▸ **Aim**:
Return every line of the material below that contains the word "wooden", treating uppercase and lowercase letters as different.

▸ **Recorded data**:
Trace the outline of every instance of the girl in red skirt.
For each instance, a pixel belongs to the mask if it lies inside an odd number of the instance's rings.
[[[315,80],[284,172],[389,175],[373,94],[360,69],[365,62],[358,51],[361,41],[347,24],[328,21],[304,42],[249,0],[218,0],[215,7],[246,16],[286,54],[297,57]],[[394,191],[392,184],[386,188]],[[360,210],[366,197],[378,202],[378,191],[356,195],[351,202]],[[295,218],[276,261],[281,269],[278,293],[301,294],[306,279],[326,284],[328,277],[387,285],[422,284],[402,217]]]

* * *

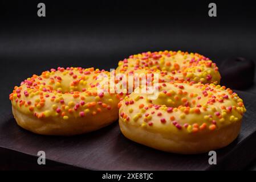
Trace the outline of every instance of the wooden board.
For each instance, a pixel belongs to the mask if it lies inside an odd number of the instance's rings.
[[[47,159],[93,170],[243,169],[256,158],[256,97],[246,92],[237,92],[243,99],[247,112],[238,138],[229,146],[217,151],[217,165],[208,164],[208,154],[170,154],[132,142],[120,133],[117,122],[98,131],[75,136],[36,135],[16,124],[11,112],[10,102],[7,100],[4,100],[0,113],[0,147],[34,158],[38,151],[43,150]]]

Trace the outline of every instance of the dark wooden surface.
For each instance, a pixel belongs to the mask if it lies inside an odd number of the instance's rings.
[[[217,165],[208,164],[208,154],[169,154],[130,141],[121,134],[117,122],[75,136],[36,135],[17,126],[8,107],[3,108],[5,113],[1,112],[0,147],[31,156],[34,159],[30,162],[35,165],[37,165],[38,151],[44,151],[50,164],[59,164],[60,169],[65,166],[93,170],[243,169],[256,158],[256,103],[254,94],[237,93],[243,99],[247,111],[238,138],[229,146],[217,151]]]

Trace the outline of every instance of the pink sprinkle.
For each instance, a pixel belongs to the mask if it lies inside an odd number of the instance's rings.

▸ **Exercise answer**:
Trace the outline of every instance of the wooden board.
Trace the outline of every instance of the dark wooden surface.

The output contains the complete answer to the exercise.